(What to do)
Leave out the pictures and output exactly the lines below from the one with "the drooping leaf." down to the one with "the flower head.", both of them included.

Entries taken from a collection
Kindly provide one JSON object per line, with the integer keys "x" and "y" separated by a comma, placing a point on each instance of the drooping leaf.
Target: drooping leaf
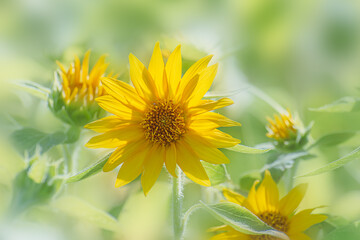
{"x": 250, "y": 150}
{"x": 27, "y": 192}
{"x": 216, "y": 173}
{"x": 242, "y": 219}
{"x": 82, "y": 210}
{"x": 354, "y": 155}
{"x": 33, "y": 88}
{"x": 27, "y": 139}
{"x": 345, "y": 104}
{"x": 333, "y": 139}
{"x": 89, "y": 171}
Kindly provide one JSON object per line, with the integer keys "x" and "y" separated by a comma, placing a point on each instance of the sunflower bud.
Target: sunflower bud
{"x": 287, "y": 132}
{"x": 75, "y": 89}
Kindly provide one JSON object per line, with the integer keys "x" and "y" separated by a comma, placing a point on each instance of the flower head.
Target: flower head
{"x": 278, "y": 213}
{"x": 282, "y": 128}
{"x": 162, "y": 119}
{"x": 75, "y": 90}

--

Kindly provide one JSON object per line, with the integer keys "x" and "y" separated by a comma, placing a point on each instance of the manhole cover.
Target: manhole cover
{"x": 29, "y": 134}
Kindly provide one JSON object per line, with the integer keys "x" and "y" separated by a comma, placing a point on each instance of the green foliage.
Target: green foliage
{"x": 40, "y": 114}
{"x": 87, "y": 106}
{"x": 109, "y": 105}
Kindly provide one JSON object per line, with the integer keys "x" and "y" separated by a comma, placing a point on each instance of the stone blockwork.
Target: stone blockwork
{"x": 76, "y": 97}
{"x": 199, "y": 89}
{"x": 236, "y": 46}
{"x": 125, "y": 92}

(Solution for this problem)
Kindly provide one JSON object per line, with the integer keys "x" and "y" separated by a comma, placing a point on each instance of the drooping leaf.
Target: drooping leaf
{"x": 250, "y": 150}
{"x": 27, "y": 192}
{"x": 216, "y": 173}
{"x": 242, "y": 219}
{"x": 82, "y": 210}
{"x": 354, "y": 155}
{"x": 33, "y": 88}
{"x": 27, "y": 139}
{"x": 345, "y": 104}
{"x": 333, "y": 139}
{"x": 89, "y": 171}
Kindly provide one JSON object per line, with the integer keys "x" and "y" separated by a comma, placing a point on each instance of the sunflower bud.
Target: sunflower bud
{"x": 287, "y": 132}
{"x": 75, "y": 89}
Kindly provide one JSON object per line, with the integer keys "x" and "y" separated by a comma, placing a point on each instance of the flower head.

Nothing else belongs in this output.